Pick out each line in the records below that contains the word "brown" and copy it.

— Start Dataset entries —

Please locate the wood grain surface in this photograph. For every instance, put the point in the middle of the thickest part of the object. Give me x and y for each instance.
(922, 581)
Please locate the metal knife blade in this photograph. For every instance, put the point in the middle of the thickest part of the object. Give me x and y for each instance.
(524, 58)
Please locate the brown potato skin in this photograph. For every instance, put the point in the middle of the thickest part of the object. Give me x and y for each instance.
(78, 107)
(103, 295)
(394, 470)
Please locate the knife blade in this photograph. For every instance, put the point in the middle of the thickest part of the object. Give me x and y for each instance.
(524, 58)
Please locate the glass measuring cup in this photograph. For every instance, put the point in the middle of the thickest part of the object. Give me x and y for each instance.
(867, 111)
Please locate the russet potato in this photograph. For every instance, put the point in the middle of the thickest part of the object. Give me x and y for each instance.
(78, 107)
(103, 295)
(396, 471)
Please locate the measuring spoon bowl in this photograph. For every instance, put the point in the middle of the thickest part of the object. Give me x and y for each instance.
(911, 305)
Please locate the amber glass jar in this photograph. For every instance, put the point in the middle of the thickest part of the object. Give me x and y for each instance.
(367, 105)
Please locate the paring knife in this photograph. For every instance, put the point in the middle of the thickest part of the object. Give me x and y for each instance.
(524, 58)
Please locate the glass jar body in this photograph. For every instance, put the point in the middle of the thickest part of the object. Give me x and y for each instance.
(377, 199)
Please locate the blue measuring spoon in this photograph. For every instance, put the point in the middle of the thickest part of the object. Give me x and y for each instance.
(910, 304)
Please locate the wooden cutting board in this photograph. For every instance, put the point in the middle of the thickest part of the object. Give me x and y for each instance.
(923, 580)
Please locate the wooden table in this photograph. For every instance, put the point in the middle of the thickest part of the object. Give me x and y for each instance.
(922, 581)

— End Dataset entries —
— Start Dataset entries —

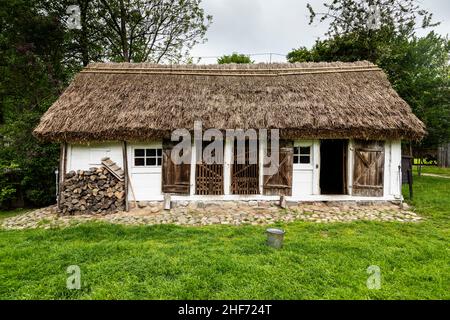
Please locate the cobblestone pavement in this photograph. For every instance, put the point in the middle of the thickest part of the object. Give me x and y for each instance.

— End Dataset entries —

[Solution below]
Please locate the brown potato skin in this photograph. For every instance, put the point in the middle of the thickest part of the object. Give me x and y for each instance.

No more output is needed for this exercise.